*** PASSAGE SHOWN ***

A Review of Traveler in Space: In Search of Female Identity in Tibetan Buddhism

Traveler in Space: In Search of Female Identity in Tibetan Buddhism. By June Campbell. New York: George Braziller Incorporated, 1996, x, 225 pages, ISBN 0-485-11494-1 (cloth), $27.50

University of Virginia

kcl@virginia.edu


This book presents a challenge to those who would argue that gender equality prevails in the Vajrayāna tradition of Tibetan Buddhism. June Campbell intends in this work to promote debate about the transmission of teachings that relate to gender and sexuality. She raises pertinent questions about the role, power, and status of Tibetan Buddhist teachers in the West and about the concept of female identity in Tibetan Buddhism. This quest for female identity, rooted in her own past experience studying Tibetan Buddhism, branches out to incorporate her more recent involvement with feminism and psychoanalysis. She uses the interpretive principles of psychoanalytic and feminist theory (notably that of Irigaray and Kristeva) to examine the history and social context of Vajrayāna Buddhism in Tibet and its reception in the west.

June Campbell describes the West's fascination with Tibetan Buddhism in the first of the book's nine chapters. She argues that the patriarchal character of Tibetan Buddhism remained hidden because few Tibetan or western scholars chose to explore it and because the "first wave of Tibetans to teach publicly in the West were all men, and many of them celibate monks" (p. 29). The two chapters that follow discuss evidence of goddess worship and archaic female images that existed in Tibet prior to Buddhism's official establishment in the 8th century C.E. Campbell speculates that ancient Indian and Iranian religious beliefs reached Tibet and influenced indigenous shamanic practices through the Bon religion, whose followers migrated into the West, perhaps as early as the fifth century B.C.E. (p. 36-44). She claims that the similarity between Bon and Buddhist texts proves that Bon was an earlier form of Buddhism that combined elements of Iranian Mithraism and Indian Tantric practices "focused upon the worship of the Great Mother" (p. 47). The introduction of orthodox Buddhism, with its tradition of monasticism and misogyny, suppressed an ancient belief in the power of goddesses.

In chapter three Campbell attempts to prove that the male Bodhisattva Chenrezig has undergone a significant sex change. The lotus, the symbol most closely associated with him, links him with the ancient Lotus Goddess who dates back to the prehistoric Indus Valley civilization. The lotus symbol represents female sexuality, and his mantra om mani padme hum can be interpreted to refer to a female deity called Manipadma. "Read in this way," she claims, "the invocation would be a powerful mantra to the essential sexuality of the female, i.e., the deity of the clitoris-vagina" (p. 64). Campbell concludes that the Lotus Goddess's transformation into a male counterpart served social and political interests of the male priesthood.

***

EXERCISE DIRECTIONS
Rewrite the review above from the words "kcl@virginia.edu" through the words "in the west.", replacing "gender equality" with "equality between the sexes".

*** RAW RECORDS ***

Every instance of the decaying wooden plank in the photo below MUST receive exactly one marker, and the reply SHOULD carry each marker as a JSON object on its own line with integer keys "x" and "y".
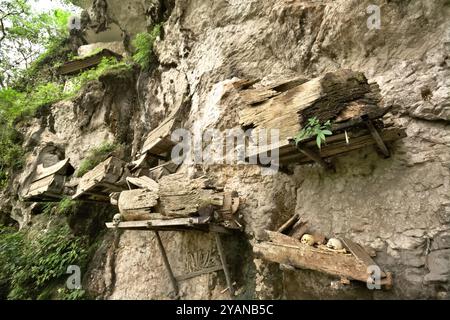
{"x": 335, "y": 145}
{"x": 289, "y": 223}
{"x": 136, "y": 204}
{"x": 306, "y": 257}
{"x": 281, "y": 238}
{"x": 199, "y": 273}
{"x": 323, "y": 97}
{"x": 77, "y": 65}
{"x": 155, "y": 223}
{"x": 107, "y": 175}
{"x": 144, "y": 183}
{"x": 299, "y": 229}
{"x": 63, "y": 167}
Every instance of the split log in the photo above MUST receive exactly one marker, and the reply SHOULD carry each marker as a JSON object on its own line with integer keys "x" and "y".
{"x": 329, "y": 97}
{"x": 105, "y": 178}
{"x": 306, "y": 257}
{"x": 136, "y": 204}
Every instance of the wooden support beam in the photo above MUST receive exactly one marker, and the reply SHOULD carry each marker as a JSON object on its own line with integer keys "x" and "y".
{"x": 224, "y": 264}
{"x": 376, "y": 136}
{"x": 172, "y": 278}
{"x": 316, "y": 157}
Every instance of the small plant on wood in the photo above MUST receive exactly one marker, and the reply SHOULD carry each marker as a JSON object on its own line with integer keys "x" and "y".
{"x": 315, "y": 129}
{"x": 95, "y": 157}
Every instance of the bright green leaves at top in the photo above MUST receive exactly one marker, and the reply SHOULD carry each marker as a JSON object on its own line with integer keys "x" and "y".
{"x": 143, "y": 44}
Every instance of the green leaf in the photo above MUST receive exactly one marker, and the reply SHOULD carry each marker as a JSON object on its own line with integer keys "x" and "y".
{"x": 319, "y": 142}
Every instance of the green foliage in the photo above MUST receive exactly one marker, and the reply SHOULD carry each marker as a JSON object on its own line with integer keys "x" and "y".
{"x": 14, "y": 104}
{"x": 25, "y": 35}
{"x": 11, "y": 152}
{"x": 11, "y": 244}
{"x": 95, "y": 157}
{"x": 143, "y": 44}
{"x": 314, "y": 129}
{"x": 40, "y": 262}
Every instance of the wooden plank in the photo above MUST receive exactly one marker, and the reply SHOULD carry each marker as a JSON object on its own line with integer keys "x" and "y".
{"x": 87, "y": 62}
{"x": 167, "y": 263}
{"x": 281, "y": 238}
{"x": 63, "y": 167}
{"x": 324, "y": 97}
{"x": 223, "y": 259}
{"x": 289, "y": 223}
{"x": 107, "y": 173}
{"x": 144, "y": 183}
{"x": 299, "y": 229}
{"x": 341, "y": 147}
{"x": 306, "y": 257}
{"x": 131, "y": 201}
{"x": 360, "y": 253}
{"x": 198, "y": 273}
{"x": 315, "y": 157}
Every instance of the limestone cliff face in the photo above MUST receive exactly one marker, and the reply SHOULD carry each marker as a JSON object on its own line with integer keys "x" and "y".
{"x": 400, "y": 206}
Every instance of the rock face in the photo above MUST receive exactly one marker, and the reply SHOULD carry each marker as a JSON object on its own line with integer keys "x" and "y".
{"x": 399, "y": 206}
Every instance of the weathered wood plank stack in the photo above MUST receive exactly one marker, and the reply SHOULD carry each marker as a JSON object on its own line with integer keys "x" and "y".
{"x": 176, "y": 198}
{"x": 345, "y": 97}
{"x": 351, "y": 262}
{"x": 81, "y": 64}
{"x": 106, "y": 178}
{"x": 48, "y": 183}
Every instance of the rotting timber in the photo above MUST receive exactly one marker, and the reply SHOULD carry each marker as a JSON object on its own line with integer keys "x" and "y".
{"x": 352, "y": 262}
{"x": 344, "y": 97}
{"x": 177, "y": 203}
{"x": 90, "y": 61}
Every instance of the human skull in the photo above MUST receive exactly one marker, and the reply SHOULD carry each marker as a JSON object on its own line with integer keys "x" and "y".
{"x": 116, "y": 219}
{"x": 335, "y": 244}
{"x": 307, "y": 239}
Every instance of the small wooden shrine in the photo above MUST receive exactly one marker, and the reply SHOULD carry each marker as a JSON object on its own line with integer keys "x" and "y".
{"x": 87, "y": 62}
{"x": 176, "y": 203}
{"x": 106, "y": 178}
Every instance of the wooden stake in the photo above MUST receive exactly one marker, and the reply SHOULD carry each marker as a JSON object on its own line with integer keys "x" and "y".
{"x": 172, "y": 278}
{"x": 224, "y": 264}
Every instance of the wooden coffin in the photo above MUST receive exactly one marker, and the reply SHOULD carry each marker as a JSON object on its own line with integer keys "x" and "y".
{"x": 106, "y": 178}
{"x": 81, "y": 64}
{"x": 286, "y": 250}
{"x": 176, "y": 196}
{"x": 48, "y": 183}
{"x": 175, "y": 224}
{"x": 336, "y": 145}
{"x": 345, "y": 97}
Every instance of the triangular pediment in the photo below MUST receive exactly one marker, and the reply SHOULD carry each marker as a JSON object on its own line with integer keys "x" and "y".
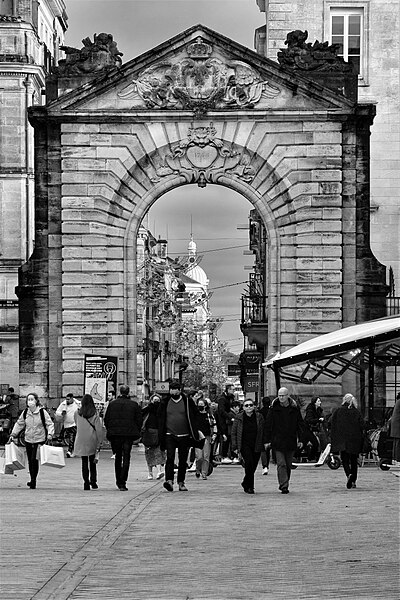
{"x": 199, "y": 71}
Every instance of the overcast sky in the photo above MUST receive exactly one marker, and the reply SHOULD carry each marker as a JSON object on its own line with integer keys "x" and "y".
{"x": 215, "y": 212}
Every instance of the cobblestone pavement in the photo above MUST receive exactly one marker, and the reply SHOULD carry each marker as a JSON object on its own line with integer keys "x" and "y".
{"x": 213, "y": 542}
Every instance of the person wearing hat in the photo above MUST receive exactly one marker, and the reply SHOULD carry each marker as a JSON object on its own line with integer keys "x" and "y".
{"x": 66, "y": 414}
{"x": 123, "y": 421}
{"x": 177, "y": 431}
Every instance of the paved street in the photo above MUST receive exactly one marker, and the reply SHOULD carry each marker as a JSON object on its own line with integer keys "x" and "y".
{"x": 213, "y": 542}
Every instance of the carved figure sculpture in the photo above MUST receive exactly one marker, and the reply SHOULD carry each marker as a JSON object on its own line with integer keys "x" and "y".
{"x": 100, "y": 55}
{"x": 319, "y": 56}
{"x": 200, "y": 83}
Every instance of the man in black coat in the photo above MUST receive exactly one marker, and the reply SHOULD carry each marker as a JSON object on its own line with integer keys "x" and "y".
{"x": 283, "y": 429}
{"x": 123, "y": 421}
{"x": 224, "y": 419}
{"x": 177, "y": 430}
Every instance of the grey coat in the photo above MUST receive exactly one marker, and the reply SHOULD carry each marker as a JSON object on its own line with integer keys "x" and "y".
{"x": 89, "y": 435}
{"x": 347, "y": 430}
{"x": 395, "y": 420}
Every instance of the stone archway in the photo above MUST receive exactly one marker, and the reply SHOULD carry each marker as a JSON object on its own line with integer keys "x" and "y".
{"x": 297, "y": 151}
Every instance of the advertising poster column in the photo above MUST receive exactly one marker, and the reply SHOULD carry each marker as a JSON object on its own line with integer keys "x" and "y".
{"x": 100, "y": 373}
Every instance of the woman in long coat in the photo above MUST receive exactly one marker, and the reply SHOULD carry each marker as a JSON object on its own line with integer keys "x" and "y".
{"x": 248, "y": 439}
{"x": 89, "y": 437}
{"x": 347, "y": 434}
{"x": 395, "y": 431}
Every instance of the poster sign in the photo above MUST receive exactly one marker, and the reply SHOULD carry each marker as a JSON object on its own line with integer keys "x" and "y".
{"x": 162, "y": 387}
{"x": 100, "y": 375}
{"x": 251, "y": 383}
{"x": 234, "y": 370}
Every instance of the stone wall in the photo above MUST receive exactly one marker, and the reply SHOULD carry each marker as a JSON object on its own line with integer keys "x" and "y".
{"x": 379, "y": 85}
{"x": 97, "y": 185}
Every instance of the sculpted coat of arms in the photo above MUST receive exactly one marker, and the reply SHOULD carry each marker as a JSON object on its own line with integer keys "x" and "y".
{"x": 203, "y": 158}
{"x": 200, "y": 83}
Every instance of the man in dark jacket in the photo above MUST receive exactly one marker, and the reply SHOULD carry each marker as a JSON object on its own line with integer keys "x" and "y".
{"x": 123, "y": 421}
{"x": 178, "y": 430}
{"x": 283, "y": 429}
{"x": 224, "y": 408}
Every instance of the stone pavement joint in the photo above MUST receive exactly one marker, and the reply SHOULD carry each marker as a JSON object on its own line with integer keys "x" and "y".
{"x": 211, "y": 543}
{"x": 72, "y": 573}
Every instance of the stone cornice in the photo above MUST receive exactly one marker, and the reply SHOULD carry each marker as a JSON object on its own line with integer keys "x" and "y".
{"x": 38, "y": 114}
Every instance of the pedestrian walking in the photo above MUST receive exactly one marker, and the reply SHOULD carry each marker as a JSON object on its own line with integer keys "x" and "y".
{"x": 178, "y": 431}
{"x": 224, "y": 407}
{"x": 89, "y": 437}
{"x": 347, "y": 433}
{"x": 265, "y": 453}
{"x": 284, "y": 428}
{"x": 205, "y": 424}
{"x": 155, "y": 457}
{"x": 123, "y": 421}
{"x": 313, "y": 420}
{"x": 66, "y": 414}
{"x": 395, "y": 432}
{"x": 247, "y": 439}
{"x": 39, "y": 428}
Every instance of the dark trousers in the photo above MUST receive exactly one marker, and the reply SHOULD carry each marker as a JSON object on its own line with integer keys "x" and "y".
{"x": 89, "y": 469}
{"x": 121, "y": 447}
{"x": 250, "y": 458}
{"x": 265, "y": 458}
{"x": 350, "y": 465}
{"x": 225, "y": 446}
{"x": 284, "y": 459}
{"x": 69, "y": 436}
{"x": 182, "y": 444}
{"x": 33, "y": 463}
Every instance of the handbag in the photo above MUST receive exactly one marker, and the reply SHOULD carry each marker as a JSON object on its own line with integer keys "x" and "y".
{"x": 150, "y": 438}
{"x": 52, "y": 456}
{"x": 14, "y": 457}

***

FULL SOLUTION
kcl@virginia.edu


This book presents a challenge to those who would argue that equality between the sexes prevails in the Vajrayāna tradition of Tibetan Buddhism. June Campbell intends in this work to promote debate about the transmission of teachings that relate to gender and sexuality. She raises pertinent questions about the role, power, and status of Tibetan Buddhist teachers in the West and about the concept of female identity in Tibetan Buddhism. This quest for female identity, rooted in her own past experience studying Tibetan Buddhism, branches out to incorporate her more recent involvement with feminism and psychoanalysis. She uses the interpretive principles of psychoanalytic and feminist theory (notably that of Irigaray and Kristeva) to examine the history and social context of Vajrayāna Buddhism in Tibet and its reception in the west.